REQUIREMENT
What follows is a listing; restate every line of it word for word.

DATA ROWS
☆ ☆ ☆ ☆ ☆ ☆ ☆
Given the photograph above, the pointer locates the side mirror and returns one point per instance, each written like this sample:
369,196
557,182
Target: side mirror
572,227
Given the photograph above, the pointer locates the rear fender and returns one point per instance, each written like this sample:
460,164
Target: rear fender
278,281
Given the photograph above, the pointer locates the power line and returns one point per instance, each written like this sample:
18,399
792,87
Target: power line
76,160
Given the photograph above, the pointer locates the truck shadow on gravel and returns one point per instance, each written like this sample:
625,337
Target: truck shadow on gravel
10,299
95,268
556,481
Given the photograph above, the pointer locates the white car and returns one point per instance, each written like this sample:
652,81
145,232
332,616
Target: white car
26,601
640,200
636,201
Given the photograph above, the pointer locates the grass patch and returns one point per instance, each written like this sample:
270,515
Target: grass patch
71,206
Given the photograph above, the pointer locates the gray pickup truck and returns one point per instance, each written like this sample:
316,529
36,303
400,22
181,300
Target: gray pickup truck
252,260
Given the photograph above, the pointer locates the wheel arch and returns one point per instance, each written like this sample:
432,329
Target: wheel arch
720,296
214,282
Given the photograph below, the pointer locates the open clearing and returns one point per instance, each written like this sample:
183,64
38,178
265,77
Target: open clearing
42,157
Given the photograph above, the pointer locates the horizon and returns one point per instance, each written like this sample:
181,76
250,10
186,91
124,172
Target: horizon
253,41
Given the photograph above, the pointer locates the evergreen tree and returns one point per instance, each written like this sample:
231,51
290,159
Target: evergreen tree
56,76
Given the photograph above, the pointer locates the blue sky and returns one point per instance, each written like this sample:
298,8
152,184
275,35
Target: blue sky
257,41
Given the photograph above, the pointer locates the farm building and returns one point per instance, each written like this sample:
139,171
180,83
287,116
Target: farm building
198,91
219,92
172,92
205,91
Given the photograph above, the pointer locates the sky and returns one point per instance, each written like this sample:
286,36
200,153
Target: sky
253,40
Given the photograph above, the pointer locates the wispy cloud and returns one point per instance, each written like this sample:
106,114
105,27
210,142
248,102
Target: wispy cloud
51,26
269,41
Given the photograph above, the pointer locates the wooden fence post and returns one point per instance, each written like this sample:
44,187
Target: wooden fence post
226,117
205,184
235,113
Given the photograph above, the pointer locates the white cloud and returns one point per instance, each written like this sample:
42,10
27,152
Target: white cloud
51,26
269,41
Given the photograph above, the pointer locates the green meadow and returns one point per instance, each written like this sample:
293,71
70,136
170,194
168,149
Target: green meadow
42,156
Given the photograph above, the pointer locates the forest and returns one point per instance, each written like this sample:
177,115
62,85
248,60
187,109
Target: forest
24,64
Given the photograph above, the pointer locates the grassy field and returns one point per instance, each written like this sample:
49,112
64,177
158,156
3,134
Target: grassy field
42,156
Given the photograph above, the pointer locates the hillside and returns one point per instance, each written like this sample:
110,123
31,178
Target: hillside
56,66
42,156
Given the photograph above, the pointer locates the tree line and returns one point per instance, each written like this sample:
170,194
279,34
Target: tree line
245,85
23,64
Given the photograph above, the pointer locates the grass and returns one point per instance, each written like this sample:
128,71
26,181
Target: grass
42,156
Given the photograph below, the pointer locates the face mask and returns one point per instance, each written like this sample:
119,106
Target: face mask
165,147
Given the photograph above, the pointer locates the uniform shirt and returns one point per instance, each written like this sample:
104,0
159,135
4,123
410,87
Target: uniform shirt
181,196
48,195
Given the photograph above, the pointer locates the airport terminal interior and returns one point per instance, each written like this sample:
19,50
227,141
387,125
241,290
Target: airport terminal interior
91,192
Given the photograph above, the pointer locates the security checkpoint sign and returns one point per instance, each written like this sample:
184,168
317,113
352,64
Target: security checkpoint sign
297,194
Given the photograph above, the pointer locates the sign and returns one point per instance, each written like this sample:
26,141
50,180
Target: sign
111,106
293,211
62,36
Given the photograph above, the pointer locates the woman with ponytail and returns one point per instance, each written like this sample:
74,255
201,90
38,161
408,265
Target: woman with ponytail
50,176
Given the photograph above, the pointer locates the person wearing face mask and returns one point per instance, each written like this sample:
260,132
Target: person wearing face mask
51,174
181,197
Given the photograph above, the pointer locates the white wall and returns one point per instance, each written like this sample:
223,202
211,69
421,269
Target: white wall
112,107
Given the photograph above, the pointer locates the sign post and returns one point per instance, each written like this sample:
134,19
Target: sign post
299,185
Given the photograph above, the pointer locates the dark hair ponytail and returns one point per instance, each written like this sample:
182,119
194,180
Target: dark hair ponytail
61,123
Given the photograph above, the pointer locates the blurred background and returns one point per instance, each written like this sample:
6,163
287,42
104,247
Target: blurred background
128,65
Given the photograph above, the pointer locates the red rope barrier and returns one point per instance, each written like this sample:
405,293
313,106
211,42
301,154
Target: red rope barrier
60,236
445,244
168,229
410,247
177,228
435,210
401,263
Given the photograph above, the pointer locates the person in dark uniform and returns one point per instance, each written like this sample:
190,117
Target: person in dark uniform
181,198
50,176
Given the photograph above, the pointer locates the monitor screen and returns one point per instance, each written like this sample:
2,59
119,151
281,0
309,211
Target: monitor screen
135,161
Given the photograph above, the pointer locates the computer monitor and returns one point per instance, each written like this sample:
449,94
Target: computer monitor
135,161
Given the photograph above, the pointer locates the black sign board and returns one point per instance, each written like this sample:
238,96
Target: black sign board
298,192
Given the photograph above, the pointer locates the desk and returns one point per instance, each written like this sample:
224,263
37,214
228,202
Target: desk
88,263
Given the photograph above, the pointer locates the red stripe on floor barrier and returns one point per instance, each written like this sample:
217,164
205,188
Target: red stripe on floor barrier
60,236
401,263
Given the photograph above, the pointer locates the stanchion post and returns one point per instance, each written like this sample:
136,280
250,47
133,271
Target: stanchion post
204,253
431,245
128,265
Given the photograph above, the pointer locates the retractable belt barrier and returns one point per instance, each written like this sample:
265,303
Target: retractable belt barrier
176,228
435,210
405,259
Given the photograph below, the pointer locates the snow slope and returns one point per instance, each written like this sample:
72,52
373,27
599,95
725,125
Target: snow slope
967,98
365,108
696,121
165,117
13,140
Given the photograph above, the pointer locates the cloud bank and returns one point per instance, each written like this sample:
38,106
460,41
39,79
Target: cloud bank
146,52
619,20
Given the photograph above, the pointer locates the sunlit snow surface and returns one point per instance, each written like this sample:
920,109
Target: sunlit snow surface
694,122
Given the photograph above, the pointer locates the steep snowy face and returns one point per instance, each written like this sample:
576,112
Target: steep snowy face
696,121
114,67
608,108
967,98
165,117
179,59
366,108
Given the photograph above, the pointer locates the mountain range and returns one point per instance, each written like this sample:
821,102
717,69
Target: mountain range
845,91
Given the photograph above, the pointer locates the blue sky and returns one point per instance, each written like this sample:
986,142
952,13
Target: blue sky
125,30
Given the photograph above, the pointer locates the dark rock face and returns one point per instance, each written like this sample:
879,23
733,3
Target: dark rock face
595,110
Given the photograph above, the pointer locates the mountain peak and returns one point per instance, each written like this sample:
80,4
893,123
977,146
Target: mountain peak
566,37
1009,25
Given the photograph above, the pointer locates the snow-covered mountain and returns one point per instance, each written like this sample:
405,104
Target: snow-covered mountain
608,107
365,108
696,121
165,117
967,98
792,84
☆ ☆ ☆ ☆ ☆ ☆ ☆
RESPONSE TO THIS TASK
Given the photograph above, the pointer locates the side mirror and returns one point per instance, each written like this sample:
369,196
557,182
Target: side mirror
572,227
Given the photograph above, the pointer locates the rear fender and returns one point per instance, each written like this sample:
460,164
Target: rear fender
278,281
Given the photograph above, the pointer locates the power line and returns one point per instance, each written like this sample:
18,399
792,87
Target: power line
76,160
Given the photograph above, the pointer locates the truck shadow on gravel and returns one point per instance, each written like this sample:
625,337
Target: truck shadow on gravel
10,299
95,268
556,481
Given the photograph above, the pointer locates the white car and returns one point per instance, each written like this sample:
652,81
145,232
332,616
Target: white car
26,601
640,200
636,201
Given the photograph above, the pointer locates the grass patch and returns one point per instance, each written like this sample:
270,515
Target: grass patch
71,206
Given the photograph above, the pointer locates the gray pickup truck and returns one point per instance, each written like this sample:
316,529
36,303
400,22
181,300
Target: gray pickup truck
252,260
Given the photograph above, the pointer locates the wheel arch and returns one point per instance, each written like this sample:
432,329
Target: wheel arch
720,296
214,282
Given the photograph below, the pointer locates the open clearing and returns one point per instance, each written like this sample:
183,64
38,178
265,77
Target: open clearing
42,157
Given the photograph above, the pointer locates the horizon and returns one point per instance, each written like this sample:
181,76
250,10
186,91
124,172
Target: horizon
253,41
Given the photograph above, the pointer locates the evergreen tree and returns one point per instance, each written like this sample:
231,51
290,159
Target: evergreen tree
56,76
Given the photograph above, the pointer locates the blue sky and returns one point per instance, each written like this sample:
298,8
152,184
275,35
Target: blue sky
257,41
Given the photograph above, the pointer locates the farm building and returns one point per instance, each written like this sample:
139,171
180,83
287,116
Target: farm building
198,91
219,92
172,92
205,91
Given the photograph above, the pointer locates the sky and returns one point per instance, each written like this sample:
286,36
200,153
Target: sky
253,40
Given the photograph above, the pointer locates the wispy cloud and returns one point per instance, each written like this sample:
106,114
105,27
210,142
248,102
Target: wispy cloud
51,26
269,41
Given the photograph above, the pointer locates the wooden fence post and returns one point per instance, each written like this sample:
44,187
Target: wooden fence post
226,117
205,184
235,113
Given the photograph above, the pointer locates the white cloud and returns one point per instance, each written like this sample:
42,10
27,152
Target: white cloud
51,26
269,41
Given the photograph above, the pointer locates the green meadow and returns one point per instance, each written like this sample:
293,71
70,136
170,194
168,149
Target: green meadow
42,156
Given the photograph above, the pointer locates the forest and returns one point per instance, each written like this sample:
177,115
62,85
248,60
187,109
Target: forest
24,64
Given the photograph above, the pointer locates the grassy field and returns one point per instance, each written like this sample:
49,112
64,177
158,156
3,134
Target: grassy field
42,156
Given the photograph above, the pointer locates the hillside and returns one point per instance, each written like this sample:
110,123
31,178
Target: hillside
56,66
42,156
Given the photograph above, the pointer locates the tree line and returns one point per instance, each written like this sample:
170,194
279,34
Target: tree line
245,85
23,64
Given the photograph above, the pointer locates the grass and returns one point per instance, each written like this sample:
128,71
26,181
Target: grass
42,156
Given the photograph below, the pointer locates the face mask and returns one point per instance, each written like this sample:
119,106
Target: face mask
165,147
Given the photograph above, the pointer locates the uniform shirt and returns one point per instance, each written like this sample:
104,0
159,135
4,123
410,87
Target: uniform shirt
181,196
48,195
Given the photograph above, the pointer locates the airport terminal interior and returns one point per instance, each written like this sample:
19,50
227,141
387,125
241,290
Target: airport terminal interior
91,192
Given the photograph above, the pointer locates the security checkpoint sign and returns one point per instance, each written like this sample:
184,168
317,113
352,64
Target: security checkpoint sign
297,194
Given the photograph above, the pointer locates the sign and returns one point per instance, each written like this sample:
26,141
50,180
Target: sign
111,106
293,211
62,36
Given the photograph above, the pointer locates the woman with ponytail and returns one point per instance, each written like this sample:
74,255
201,90
38,161
408,265
Target: woman with ponytail
50,176
Given the photograph above, the pointer locates the person wearing face mask and returns one point per instance, each written like this sample:
260,132
Target: person wearing face mask
51,174
181,197
Given the photograph above, the pointer locates the white wall and returns one point per instance, each written like this sample:
223,202
211,69
421,269
Target: white wall
112,107
Given the photograph above, the pointer locates the sign post and returns one point per instance, each written like this sample:
134,19
Target: sign post
299,185
Given the photograph above, the pointer locates the dark hair ponytail and returns one point per instance, each written like this sample:
182,119
194,180
Target: dark hair ponytail
61,123
Given the photograph above, the pointer locates the blurred background and returns one point per instance, each written like this sample:
6,163
287,42
104,247
Target: blurred background
128,65
Given the photograph above, the pointer locates the red rope barrier and returns one point per instance, each written like this sample:
405,293
313,106
211,42
301,154
Target: red rope barrier
60,236
445,244
168,229
410,247
177,228
435,210
401,263
Given the photograph above, the pointer locates the person in dark uniform and returns one point per instance, each written like this sample:
190,117
Target: person in dark uniform
181,198
50,176
Given the photograph above, the pointer locates the monitor screen and returns one point per instance, each written like this sample:
2,59
119,151
281,0
309,211
Target: monitor screen
135,161
Given the photograph above, the pointer locates the computer monitor and returns one point per instance, each written like this sample:
449,94
Target: computer monitor
135,161
Given the photograph above, the pointer locates the black sign board and returns one point per instance, each written like this sample:
238,96
Target: black sign board
298,192
Given the photograph above, the pointer locates the desk and returns one point per instance, each written like this sample:
224,263
37,214
228,202
Target: desk
88,263
Given the photograph above, the pointer locates the red stripe on floor barrier and returns one point per instance, each written like this sample:
217,164
205,188
Target: red stripe on floor barrier
60,236
401,263
Given the photograph above, the pointer locates the stanchion post and returns one point per instance, each written like this sample:
136,280
250,47
133,271
Target: stanchion post
204,253
431,245
128,265
Given the photograph above, the pointer locates the retractable belt barrier and returns one point per instance, each written like this sample:
265,303
Target: retractable belt barrier
176,228
435,210
405,259
Given the photograph below, the pointer locates the snow slope and returns one point per instance, each written like this sample:
72,52
373,27
599,95
725,125
Target: snow slope
967,98
365,108
696,121
165,117
13,140
Given the photograph above, the pointer locates the cloud bank and returns one point per instance, each written like this sample:
38,106
460,41
39,79
Target: cloud bank
146,52
619,20
Given the photograph above, the pointer locates the sunlit snow surface and returns one point per instance, each written like this sample:
920,109
Target: sunlit snow surface
694,122
Given the photograph above, the pointer locates the steep snowy face and returns one point per instance, each written like this sample:
576,112
Target: steep snowy face
696,121
114,67
608,108
967,98
165,117
179,59
366,108
Given the photograph above, the pointer locates the mountain range and returns one point per instance, each written like this sample:
821,102
717,69
Target: mountain range
845,91
Given the photograph above, the pointer locates the blue sky and returns one point per instance, each written like this sample:
986,142
952,13
Target: blue sky
125,30
Given the photograph above, the pointer locates the dark rock face and returns one point per instance, each written like this sample:
879,23
733,3
Target: dark rock face
595,110
Given the photograph above, the pointer locates the mountain peak and returns one point per instance, each written like this sample:
80,4
893,123
977,146
Target: mountain peak
566,37
1009,25
Given the photograph above, the pointer locates the snow-covered mountain and returns one point per instance, each written like this sample:
405,104
Target: snow-covered mountain
608,107
365,108
696,121
165,117
967,98
792,84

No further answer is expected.